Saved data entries
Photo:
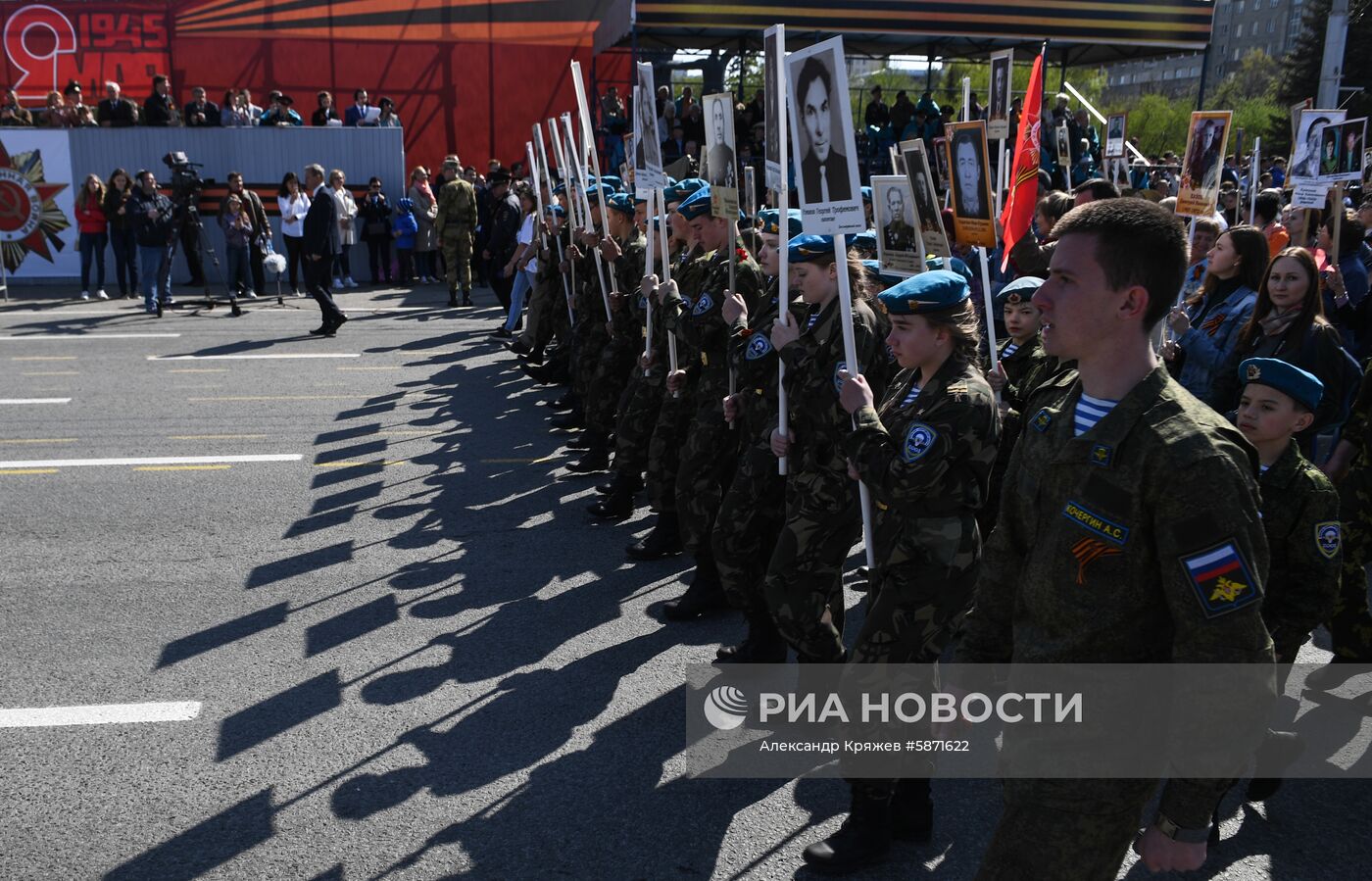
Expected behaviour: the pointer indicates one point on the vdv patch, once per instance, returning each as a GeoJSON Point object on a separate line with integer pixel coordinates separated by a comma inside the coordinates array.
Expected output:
{"type": "Point", "coordinates": [1220, 579]}
{"type": "Point", "coordinates": [919, 439]}
{"type": "Point", "coordinates": [1093, 521]}
{"type": "Point", "coordinates": [1328, 537]}
{"type": "Point", "coordinates": [758, 347]}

**Written problem**
Pull out each line of the entries above that contains the string "Expected".

**Answer for the task**
Expected behaviour: the pointer indicates one point on the vdv patch, once per instance, returning each as a GeoJSON Point object on a separate line with integer pixel coordinates separated by a comma inside the coordinates array.
Expected output:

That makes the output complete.